Position identification records:
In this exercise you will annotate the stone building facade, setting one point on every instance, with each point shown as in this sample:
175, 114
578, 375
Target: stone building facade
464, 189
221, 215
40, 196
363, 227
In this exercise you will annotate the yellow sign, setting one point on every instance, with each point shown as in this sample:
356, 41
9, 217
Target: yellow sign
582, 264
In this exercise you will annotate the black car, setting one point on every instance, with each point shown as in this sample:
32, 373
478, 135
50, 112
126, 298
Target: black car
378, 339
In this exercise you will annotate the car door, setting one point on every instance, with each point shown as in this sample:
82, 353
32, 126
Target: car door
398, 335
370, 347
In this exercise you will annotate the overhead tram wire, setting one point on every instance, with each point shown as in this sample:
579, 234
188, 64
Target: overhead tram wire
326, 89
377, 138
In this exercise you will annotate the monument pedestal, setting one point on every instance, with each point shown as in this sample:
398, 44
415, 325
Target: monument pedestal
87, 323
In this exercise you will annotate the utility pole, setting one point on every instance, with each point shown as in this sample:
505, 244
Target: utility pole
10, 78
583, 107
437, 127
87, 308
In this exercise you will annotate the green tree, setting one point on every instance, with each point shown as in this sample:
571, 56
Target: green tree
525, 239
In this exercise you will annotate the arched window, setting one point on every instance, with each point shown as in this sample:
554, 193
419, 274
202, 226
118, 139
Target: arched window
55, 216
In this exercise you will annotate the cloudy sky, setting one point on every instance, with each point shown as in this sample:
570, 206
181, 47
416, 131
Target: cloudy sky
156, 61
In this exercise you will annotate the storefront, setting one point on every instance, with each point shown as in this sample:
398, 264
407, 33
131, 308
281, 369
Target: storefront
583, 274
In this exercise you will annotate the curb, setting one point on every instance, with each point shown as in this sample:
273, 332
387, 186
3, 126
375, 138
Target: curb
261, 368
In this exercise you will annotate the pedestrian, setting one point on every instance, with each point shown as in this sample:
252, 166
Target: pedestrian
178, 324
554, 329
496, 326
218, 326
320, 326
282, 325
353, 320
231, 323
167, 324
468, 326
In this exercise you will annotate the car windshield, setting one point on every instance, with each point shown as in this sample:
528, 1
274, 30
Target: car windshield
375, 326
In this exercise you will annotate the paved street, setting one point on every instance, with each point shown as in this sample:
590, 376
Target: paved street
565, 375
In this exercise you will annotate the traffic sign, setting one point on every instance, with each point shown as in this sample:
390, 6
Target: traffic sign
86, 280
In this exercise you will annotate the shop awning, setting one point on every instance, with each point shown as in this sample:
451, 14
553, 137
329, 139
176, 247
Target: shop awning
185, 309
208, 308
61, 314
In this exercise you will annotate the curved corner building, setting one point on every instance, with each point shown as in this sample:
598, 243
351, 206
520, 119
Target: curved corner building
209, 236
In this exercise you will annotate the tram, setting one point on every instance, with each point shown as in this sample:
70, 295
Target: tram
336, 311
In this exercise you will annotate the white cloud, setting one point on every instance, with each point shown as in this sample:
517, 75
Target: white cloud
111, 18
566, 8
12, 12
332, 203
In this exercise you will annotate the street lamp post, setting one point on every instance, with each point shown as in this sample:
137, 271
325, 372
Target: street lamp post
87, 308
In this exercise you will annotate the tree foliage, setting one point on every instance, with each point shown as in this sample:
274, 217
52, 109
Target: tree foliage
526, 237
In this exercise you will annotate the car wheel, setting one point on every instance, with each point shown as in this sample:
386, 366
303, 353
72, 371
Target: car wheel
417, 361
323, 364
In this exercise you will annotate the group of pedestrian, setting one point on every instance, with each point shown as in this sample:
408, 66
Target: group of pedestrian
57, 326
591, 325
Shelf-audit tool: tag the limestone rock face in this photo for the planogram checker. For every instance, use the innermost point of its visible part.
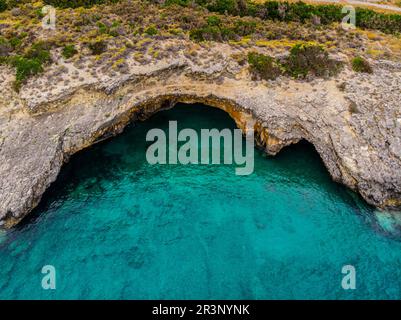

■ **Requirements**: Show each line of the listing above that contains the word "black", copying every such line in full.

■ **Output for this task**:
In this exercise you will annotate the black car, setting one point on every instance, with each point shown as in this sample:
Target: black car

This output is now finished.